--- Text Enclosed Below ---

NEW YORK (Reuters Health) - Certain ankle positions, by influencing posture and the tilt of the pelvis when standing, can facilitate pelvic floor muscle activity. The technique may be a useful add-on to pelvic floor training exercises intended to help women with stress urinary incontinence.
Dr. Gwo-Jaw Wang and colleagues from Kaohsiung Medical University School of Medicine, Taiwan, studied 39 women (average age 59 years) with clinically diagnosed stress urinary incontinence. The participants engaged in testing the changes in pelvic floor muscle activity during various pelvic tilt angles created by standing with the feet horizontal, flexed up, or flexed down.
The women stood in these positions with the help of an adjustable tilt platform that set the ankles at the appropriate angle. The researchers used an intravaginal probe to measure pelvic muscle activity.
Pelvic floor muscle contraction was greatest when the ankles were flexed upward, and least when they were flexed downward, the investigators report in the journal Urology.
Overall, they observe that an upright standing position with the ankles flexed up facilitated the forward tilt of the pelvis, "which in turn increased effective pelvic floor muscle activity to its greatest point."
Also, they point out that "there is a connecting relationship among pelvic floor muscle activity, abdominal muscle strength, and pelvic tilt tendency, which is worthy of additional investigation."

--- End of Enclosed Text ---

### Instructions
(1) Name every foot position the women in the ankle-position study stood in while their pelvic floor muscle activity was tested.
(2) Retype the part of the ankle-position article that begins at the words "Dr. Gwo-Jaw Wang" and stops after "pelvic muscle activity.".

--- Data records Enclosed Below ---

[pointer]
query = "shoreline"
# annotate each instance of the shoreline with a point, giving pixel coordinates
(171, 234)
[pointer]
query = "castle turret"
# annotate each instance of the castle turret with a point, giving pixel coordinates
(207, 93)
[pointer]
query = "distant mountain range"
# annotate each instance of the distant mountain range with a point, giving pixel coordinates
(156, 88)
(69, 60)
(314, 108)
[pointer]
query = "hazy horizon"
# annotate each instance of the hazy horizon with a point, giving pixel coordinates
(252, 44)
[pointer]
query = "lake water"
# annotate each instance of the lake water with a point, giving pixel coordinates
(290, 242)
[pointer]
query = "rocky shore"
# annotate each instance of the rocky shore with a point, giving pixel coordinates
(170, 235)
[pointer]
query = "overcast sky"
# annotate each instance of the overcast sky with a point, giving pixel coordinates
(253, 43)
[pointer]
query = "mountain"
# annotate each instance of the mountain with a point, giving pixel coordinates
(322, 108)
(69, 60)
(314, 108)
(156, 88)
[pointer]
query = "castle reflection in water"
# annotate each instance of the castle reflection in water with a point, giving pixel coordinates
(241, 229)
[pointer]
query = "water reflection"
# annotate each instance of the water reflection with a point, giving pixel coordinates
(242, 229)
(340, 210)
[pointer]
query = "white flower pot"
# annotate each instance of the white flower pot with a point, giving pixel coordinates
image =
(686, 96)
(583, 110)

--- End of Enclosed Data records ---
--- Data records Enclosed Below ---

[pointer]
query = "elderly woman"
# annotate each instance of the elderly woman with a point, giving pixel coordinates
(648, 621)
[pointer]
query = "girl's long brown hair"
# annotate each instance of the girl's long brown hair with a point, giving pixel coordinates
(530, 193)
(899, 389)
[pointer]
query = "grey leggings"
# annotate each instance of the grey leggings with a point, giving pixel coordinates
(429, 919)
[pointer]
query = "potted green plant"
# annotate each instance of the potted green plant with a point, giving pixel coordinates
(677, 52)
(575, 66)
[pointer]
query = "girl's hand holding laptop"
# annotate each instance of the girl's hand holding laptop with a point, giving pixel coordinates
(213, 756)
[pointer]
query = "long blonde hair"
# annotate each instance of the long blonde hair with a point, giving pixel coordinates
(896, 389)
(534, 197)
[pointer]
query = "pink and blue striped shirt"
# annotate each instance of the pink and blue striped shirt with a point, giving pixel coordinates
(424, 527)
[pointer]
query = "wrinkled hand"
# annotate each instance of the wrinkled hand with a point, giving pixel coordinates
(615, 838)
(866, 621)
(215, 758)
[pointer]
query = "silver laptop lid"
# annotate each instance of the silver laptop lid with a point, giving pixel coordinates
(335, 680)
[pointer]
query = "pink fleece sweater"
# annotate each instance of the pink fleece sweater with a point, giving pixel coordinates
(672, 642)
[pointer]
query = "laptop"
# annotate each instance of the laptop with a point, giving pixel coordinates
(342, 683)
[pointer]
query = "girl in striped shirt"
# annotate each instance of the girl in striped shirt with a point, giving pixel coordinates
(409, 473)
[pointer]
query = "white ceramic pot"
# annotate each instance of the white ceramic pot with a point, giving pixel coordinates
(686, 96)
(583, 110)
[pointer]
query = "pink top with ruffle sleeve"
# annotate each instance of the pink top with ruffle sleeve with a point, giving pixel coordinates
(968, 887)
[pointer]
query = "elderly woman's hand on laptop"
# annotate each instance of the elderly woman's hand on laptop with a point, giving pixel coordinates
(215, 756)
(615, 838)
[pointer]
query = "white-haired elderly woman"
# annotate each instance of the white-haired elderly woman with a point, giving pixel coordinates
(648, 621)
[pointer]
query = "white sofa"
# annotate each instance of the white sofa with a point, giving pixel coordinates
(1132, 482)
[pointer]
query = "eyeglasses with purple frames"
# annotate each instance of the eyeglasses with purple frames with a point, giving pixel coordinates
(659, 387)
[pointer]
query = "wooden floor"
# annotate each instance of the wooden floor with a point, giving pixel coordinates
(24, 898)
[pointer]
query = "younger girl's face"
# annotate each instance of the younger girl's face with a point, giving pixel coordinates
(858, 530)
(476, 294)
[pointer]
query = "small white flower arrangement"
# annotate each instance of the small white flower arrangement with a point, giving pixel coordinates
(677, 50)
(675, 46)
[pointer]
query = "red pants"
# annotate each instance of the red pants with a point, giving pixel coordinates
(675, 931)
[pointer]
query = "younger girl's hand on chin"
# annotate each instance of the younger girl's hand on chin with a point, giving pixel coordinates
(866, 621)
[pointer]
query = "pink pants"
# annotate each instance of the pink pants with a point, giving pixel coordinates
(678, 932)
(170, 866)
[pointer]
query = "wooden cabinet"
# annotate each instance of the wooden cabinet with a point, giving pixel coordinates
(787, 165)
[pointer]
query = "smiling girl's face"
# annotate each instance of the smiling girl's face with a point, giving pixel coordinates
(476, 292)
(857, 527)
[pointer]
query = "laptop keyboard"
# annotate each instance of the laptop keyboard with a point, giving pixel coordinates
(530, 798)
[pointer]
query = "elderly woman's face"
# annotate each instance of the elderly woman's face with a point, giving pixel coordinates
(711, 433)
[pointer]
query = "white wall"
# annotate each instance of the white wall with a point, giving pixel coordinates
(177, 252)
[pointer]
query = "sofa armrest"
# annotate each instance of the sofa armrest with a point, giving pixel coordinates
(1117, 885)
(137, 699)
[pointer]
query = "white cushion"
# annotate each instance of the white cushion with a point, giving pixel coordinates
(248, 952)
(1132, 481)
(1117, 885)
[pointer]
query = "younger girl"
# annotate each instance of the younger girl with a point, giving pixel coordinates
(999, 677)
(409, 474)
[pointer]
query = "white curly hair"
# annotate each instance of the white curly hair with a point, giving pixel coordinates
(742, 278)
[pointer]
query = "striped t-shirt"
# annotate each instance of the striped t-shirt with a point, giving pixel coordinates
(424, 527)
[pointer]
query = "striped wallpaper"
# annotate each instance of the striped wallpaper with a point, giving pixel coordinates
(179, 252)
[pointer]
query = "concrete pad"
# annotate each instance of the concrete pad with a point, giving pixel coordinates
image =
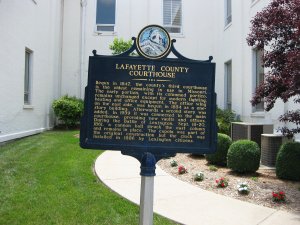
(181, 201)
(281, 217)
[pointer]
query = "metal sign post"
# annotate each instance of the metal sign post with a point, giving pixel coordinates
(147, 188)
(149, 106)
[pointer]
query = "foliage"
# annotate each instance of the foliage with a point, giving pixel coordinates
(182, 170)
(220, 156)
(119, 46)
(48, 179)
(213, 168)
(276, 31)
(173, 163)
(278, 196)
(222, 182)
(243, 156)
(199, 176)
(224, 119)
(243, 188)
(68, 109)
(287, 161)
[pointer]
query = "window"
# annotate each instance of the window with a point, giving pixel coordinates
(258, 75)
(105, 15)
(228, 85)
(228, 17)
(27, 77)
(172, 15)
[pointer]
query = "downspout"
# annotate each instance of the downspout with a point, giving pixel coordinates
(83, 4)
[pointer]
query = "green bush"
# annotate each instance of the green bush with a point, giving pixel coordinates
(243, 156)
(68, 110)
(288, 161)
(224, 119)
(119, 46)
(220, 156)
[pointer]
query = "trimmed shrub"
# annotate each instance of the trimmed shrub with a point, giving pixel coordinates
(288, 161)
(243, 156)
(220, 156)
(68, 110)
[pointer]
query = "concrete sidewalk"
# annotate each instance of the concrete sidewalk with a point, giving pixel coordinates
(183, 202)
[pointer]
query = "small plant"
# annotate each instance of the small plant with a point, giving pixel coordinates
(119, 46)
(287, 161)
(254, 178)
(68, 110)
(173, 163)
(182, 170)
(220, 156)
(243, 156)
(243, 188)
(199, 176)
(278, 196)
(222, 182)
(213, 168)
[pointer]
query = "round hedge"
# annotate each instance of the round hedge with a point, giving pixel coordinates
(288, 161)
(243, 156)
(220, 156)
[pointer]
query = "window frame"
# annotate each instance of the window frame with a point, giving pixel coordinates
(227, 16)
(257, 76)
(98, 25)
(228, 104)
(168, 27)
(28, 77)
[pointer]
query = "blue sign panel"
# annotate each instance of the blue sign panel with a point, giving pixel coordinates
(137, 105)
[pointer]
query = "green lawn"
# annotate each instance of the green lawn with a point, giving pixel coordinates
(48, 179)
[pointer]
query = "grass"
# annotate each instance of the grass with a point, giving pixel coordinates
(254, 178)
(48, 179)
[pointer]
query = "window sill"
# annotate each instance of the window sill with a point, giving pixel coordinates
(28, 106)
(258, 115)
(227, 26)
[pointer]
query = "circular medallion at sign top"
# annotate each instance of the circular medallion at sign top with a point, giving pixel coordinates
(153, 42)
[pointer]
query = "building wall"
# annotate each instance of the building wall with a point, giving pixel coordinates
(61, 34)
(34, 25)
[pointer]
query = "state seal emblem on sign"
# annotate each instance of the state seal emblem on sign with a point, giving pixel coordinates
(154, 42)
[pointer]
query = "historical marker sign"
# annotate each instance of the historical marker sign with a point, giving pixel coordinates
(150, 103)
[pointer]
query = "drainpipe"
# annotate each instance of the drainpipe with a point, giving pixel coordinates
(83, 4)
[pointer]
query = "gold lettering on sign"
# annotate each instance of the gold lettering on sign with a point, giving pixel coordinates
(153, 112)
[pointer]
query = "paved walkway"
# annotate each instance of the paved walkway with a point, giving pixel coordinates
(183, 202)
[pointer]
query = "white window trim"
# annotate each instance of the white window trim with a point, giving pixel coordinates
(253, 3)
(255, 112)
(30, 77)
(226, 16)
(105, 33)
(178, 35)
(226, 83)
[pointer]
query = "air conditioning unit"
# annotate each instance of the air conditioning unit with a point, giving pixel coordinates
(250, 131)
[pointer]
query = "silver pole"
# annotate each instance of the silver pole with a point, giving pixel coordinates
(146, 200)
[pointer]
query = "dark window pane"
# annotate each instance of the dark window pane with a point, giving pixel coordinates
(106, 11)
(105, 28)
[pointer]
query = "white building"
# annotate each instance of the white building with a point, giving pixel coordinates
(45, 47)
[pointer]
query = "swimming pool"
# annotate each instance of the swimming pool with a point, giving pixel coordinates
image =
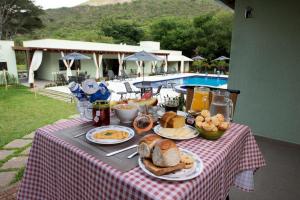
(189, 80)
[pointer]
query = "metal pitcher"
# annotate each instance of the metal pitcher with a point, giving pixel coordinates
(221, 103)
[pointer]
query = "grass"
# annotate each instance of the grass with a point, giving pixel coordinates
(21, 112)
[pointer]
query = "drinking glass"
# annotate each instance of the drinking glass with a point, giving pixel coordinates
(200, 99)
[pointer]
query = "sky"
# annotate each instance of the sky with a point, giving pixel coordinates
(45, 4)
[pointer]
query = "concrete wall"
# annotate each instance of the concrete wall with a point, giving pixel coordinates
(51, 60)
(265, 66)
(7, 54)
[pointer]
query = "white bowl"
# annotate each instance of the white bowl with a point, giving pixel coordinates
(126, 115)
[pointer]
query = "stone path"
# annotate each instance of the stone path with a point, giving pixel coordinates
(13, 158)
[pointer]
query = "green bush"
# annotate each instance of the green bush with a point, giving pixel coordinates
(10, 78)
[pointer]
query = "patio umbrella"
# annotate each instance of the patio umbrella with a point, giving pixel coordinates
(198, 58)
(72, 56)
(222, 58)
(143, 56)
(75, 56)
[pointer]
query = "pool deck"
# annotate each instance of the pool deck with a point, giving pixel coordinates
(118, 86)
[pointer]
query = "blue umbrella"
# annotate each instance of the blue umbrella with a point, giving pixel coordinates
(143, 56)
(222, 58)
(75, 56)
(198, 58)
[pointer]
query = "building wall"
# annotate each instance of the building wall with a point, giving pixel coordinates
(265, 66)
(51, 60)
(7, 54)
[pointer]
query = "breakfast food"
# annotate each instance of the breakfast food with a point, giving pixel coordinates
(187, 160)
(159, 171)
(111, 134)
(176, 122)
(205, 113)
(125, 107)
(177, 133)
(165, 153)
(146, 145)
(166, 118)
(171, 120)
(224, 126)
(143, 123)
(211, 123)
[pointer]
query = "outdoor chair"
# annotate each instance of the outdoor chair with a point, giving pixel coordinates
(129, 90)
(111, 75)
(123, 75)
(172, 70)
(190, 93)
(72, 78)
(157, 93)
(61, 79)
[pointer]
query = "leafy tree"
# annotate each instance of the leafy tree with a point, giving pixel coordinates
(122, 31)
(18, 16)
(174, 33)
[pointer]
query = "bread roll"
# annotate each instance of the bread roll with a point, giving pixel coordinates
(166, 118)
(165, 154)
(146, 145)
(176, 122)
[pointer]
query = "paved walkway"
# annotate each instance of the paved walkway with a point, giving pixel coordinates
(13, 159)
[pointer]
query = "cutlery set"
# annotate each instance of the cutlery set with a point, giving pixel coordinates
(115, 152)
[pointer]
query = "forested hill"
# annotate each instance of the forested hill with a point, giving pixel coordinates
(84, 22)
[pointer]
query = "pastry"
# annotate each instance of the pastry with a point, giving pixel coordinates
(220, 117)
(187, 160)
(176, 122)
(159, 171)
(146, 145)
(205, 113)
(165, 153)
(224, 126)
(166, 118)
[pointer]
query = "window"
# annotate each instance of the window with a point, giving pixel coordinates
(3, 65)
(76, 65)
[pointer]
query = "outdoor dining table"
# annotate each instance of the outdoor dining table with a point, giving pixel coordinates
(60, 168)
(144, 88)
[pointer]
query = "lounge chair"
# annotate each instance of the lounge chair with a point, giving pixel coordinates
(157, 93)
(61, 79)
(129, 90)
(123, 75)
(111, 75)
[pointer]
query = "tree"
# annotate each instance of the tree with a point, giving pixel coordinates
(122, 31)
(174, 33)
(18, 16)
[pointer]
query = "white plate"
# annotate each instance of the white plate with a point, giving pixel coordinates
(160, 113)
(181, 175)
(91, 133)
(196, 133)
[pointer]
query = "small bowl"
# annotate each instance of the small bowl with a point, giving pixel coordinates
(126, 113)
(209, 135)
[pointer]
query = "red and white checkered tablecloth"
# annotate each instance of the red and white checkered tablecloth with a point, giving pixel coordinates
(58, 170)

--- End of Enclosed Data records ---

### Task-by-task outputs
(1)
- Feet horizontal
- Feet flexed up
- Feet flexed down

(2)
Dr. Gwo-Jaw Wang and colleagues from Kaohsiung Medical University School of Medicine, Taiwan, studied 39 women (average age 59 years) with clinically diagnosed stress urinary incontinence. The participants engaged in testing the changes in pelvic floor muscle activity during various pelvic tilt angles created by standing with the feet horizontal, flexed up, or flexed down.
The women stood in these positions with the help of an adjustable tilt platform that set the ankles at the appropriate angle. The researchers used an intravaginal probe to measure pelvic muscle activity.